LISTED ENTRIES below:
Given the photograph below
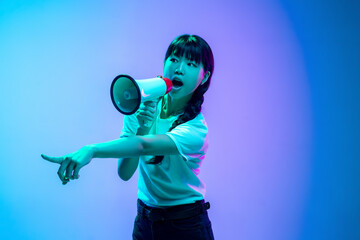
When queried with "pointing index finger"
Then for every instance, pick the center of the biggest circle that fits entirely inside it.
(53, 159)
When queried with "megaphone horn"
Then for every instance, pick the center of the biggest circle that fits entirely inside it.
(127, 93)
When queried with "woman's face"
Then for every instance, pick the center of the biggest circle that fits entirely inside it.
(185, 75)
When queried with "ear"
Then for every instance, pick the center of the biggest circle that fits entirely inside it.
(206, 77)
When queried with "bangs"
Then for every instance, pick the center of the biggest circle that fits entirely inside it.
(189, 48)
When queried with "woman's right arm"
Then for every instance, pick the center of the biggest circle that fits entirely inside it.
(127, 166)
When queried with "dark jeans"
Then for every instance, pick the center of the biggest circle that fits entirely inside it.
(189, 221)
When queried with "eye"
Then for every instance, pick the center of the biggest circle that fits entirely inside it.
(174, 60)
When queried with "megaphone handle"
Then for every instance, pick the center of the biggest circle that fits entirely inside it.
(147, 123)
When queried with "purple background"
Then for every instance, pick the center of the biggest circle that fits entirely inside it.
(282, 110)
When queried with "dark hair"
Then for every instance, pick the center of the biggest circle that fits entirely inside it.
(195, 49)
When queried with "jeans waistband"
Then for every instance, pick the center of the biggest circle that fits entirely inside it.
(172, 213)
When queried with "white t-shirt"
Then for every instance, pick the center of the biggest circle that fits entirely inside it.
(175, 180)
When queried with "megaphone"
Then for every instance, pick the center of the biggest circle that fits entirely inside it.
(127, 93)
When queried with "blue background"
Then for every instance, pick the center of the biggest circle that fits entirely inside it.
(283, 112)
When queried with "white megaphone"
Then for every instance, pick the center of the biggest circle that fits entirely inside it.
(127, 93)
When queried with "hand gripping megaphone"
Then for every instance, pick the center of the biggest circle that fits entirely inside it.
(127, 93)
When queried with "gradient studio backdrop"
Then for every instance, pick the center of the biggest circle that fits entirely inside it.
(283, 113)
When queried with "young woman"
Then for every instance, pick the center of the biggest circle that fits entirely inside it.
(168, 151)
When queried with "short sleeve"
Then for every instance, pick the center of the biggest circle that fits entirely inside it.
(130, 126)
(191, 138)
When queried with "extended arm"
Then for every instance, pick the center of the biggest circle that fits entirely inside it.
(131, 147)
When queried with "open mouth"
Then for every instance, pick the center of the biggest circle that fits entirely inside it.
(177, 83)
End of LISTED ENTRIES.
LISTED ENTRIES below:
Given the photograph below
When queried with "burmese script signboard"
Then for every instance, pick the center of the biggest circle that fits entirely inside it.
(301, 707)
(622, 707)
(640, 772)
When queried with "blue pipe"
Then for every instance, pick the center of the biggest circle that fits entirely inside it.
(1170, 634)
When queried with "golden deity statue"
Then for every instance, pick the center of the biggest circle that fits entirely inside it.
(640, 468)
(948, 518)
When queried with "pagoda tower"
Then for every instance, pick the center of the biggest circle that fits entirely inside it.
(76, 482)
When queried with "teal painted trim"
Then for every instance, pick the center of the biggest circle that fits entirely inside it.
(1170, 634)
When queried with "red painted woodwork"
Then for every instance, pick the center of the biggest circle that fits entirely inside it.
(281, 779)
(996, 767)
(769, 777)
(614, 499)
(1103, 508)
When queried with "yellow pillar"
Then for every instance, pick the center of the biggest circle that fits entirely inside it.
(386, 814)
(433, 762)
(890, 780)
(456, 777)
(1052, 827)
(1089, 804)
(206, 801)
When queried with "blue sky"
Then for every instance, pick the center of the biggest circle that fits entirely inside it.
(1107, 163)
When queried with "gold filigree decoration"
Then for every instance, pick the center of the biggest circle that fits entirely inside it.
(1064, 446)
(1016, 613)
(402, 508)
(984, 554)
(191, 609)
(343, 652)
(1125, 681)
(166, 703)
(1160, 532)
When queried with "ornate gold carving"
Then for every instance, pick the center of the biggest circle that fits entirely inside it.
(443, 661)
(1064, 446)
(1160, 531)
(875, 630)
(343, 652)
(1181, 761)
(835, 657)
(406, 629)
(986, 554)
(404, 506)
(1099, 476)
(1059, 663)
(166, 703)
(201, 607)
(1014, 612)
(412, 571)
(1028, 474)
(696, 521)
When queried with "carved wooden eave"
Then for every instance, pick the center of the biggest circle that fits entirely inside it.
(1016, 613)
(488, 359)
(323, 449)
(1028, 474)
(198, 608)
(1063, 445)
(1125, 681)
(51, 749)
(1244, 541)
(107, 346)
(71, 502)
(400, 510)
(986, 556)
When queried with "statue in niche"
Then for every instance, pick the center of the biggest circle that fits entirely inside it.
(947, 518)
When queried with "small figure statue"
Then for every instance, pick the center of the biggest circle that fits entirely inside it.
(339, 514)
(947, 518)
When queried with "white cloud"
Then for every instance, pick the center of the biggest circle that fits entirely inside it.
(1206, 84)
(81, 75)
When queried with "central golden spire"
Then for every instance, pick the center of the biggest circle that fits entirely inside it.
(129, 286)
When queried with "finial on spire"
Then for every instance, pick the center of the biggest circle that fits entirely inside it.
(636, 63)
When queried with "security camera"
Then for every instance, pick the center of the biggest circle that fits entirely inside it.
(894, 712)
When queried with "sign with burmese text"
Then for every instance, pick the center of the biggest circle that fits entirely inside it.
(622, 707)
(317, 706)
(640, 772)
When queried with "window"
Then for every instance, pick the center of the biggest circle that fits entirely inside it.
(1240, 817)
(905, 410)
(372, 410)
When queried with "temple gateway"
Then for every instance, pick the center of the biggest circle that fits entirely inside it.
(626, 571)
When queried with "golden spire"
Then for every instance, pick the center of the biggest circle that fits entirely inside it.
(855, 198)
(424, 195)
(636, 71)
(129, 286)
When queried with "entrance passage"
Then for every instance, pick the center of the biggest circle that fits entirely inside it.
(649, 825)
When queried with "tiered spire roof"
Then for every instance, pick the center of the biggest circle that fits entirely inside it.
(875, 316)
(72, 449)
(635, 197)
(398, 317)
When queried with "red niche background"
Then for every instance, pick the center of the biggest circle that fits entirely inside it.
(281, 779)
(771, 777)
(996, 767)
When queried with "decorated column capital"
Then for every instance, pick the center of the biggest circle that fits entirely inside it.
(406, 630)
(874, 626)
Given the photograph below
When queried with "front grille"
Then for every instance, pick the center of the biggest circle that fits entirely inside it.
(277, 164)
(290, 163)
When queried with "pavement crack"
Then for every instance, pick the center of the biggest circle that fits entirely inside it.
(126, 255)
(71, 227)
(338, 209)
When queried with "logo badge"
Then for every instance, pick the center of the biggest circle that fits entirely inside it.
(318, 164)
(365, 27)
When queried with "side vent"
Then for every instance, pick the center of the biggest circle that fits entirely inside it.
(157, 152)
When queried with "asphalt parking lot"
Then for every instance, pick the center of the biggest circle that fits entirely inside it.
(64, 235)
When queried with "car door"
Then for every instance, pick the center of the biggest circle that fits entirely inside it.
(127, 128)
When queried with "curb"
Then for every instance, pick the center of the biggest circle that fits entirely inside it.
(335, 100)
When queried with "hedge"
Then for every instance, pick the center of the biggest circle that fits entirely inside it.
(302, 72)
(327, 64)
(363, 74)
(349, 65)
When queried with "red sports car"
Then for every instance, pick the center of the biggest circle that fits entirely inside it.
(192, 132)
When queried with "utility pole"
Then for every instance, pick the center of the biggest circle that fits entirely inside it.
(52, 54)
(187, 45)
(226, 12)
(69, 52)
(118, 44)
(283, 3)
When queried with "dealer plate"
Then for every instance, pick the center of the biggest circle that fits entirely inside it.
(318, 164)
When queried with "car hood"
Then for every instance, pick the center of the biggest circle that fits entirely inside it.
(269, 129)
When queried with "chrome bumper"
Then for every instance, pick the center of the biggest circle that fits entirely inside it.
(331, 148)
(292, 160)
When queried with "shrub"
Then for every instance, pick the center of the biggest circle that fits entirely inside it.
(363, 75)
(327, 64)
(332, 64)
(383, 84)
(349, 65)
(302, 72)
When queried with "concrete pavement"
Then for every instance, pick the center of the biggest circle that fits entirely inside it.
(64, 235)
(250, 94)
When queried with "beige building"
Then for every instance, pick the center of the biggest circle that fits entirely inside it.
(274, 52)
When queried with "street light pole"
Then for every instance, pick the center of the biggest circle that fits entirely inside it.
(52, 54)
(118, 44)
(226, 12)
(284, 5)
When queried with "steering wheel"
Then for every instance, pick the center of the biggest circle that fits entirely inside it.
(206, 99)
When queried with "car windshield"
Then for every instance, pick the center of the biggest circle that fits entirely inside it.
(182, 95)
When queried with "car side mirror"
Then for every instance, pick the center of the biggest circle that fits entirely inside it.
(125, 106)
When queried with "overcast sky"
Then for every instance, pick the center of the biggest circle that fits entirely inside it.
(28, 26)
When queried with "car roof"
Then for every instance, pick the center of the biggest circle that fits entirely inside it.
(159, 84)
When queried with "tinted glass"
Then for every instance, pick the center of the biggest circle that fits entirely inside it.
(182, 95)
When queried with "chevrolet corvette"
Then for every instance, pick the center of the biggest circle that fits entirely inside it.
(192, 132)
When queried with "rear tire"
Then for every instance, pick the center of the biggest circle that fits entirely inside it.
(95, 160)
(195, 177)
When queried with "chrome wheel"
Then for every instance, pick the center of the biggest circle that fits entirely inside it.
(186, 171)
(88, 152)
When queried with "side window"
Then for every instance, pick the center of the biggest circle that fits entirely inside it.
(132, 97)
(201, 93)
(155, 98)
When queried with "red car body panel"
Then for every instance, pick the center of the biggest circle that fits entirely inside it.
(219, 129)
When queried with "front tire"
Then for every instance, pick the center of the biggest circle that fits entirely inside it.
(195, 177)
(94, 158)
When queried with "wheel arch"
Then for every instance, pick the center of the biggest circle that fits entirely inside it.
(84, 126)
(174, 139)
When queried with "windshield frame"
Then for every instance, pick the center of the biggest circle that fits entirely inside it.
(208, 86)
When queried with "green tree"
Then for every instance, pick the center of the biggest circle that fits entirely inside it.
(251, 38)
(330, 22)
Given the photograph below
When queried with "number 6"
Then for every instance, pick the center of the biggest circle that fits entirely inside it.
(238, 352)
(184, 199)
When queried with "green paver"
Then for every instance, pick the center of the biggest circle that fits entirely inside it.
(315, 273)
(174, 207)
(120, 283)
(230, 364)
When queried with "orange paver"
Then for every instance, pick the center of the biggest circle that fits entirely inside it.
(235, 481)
End of LISTED ENTRIES.
- TASK INSTRUCTIONS
Search the records above for "jeans" and copy every line that has it.

- ANSWER TO THIS TASK
When queried with "dark jeans"
When queried with "jeans waistband"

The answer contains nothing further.